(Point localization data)

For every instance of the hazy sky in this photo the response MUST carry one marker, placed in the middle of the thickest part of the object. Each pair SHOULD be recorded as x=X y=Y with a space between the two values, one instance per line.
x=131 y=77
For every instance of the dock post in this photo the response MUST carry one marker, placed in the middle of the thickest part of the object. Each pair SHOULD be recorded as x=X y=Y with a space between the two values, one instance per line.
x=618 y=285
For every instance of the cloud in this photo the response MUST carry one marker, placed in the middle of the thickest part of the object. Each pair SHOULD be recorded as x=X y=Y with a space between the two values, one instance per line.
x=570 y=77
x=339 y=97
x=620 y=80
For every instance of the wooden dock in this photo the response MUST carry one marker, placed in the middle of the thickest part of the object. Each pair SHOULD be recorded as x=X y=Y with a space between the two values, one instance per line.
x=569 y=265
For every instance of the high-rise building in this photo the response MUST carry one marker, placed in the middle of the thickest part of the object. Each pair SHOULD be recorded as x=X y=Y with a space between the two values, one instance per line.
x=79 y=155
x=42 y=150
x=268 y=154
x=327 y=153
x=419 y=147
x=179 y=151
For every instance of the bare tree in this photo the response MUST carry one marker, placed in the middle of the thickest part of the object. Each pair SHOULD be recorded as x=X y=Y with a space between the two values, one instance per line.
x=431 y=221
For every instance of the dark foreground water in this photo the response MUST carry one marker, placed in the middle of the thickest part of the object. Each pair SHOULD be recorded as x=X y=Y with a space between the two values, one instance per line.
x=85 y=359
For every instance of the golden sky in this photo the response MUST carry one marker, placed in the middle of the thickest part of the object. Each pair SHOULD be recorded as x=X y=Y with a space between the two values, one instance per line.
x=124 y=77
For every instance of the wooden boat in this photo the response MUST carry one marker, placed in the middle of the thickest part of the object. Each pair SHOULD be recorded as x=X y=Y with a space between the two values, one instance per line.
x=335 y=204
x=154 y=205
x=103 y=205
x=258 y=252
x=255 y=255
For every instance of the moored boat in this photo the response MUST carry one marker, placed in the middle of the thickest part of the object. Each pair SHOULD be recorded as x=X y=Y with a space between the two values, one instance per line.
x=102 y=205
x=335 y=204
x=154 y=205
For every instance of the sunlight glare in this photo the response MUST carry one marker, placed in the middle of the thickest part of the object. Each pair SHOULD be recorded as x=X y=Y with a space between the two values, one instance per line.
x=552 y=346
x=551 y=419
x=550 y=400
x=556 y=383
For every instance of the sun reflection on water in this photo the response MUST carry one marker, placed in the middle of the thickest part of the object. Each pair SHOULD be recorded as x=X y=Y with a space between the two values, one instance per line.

**GOAL OF THE EXERCISE**
Please copy out every entry word for word.

**THE ANSWER**
For every instance of the hazy sky in this photo the response MUST carry one marker, placed in the middle of the thickest part of the object. Each pair SHOULD be recorded as x=X y=Y with a space between the two values, one instance per line.
x=131 y=77
For every instance of the dock post in this photo the response MUST carry one marker, placed in the middle of the thickest part of the object. Each pair SHOULD be recorded as x=X y=Y with a space between the two values, one instance per line.
x=618 y=285
For every instance of the cloud in this photo the response MUST carry one marker, placed in the middle of the thickest part of the object. Each pair SHOULD be recorded as x=X y=Y with a space between the two values, one instance per line.
x=570 y=77
x=339 y=97
x=620 y=80
For every instance of the wooden dock in this photo the response MUST carry one marker, placed in the middle of the thickest part of the object. Each pair SHOULD be recorded as x=X y=Y with a space between the two values, one instance per line.
x=569 y=265
For every instance of the high-rise building in this photo the response MUST carry one marker, placed in the middle of the thickest part of the object. Each pair SHOULD be recorded as x=X y=Y with a space between the two values, one instance per line.
x=79 y=155
x=42 y=150
x=268 y=154
x=327 y=153
x=419 y=147
x=179 y=151
For every instance of the bare tree in this photo the response MUST carry one marker, placed in the middle of the thickest part of the object. Each pair SHOULD be recorded as x=X y=Y with a space between the two values, one instance per line.
x=431 y=221
For every instance of the dark foreground water in this photo the response MUST carry one marker, placed in the middle of the thickest part of the object. Each pair SHOULD be recorded as x=X y=Y with a space between the two values, one instance per line.
x=85 y=359
For every instance of the golden sky in this photo the response MUST carry one marker, placed in the middle of the thickest part of the object. Each pair SHOULD be recorded as x=X y=Y with a space between the two values, one instance per line.
x=124 y=77
For every instance of the wooden boat in this photo the response MUST carry one marker, placed in the middle of the thickest part of the object. Each pair SHOULD be recorded as x=X y=Y with a space between the two values, one instance per line.
x=335 y=204
x=154 y=205
x=103 y=205
x=258 y=252
x=255 y=255
For every instance of the moored boat in this photo the response MUST carry one marker, placed in the middle of the thickest part of the object. Each pair SHOULD be recorded as x=X y=Y with a space between the two values, one instance per line.
x=102 y=205
x=335 y=204
x=154 y=205
For every instance of the sunlight glare in this photo the response MUST carry one marker, placed in the middle of the thickest part of the object. Each pair SHOULD be recorded as x=X y=Y with a space between the two values, one instance per line.
x=552 y=346
x=551 y=419
x=550 y=400
x=556 y=383
For every instance of the sun reflection on water in this photo the response MUST carry one marker, placed in the middle of the thickest part of the object. Each pair SHOULD be recorded as x=X y=Y with a space between the two values, one instance per line.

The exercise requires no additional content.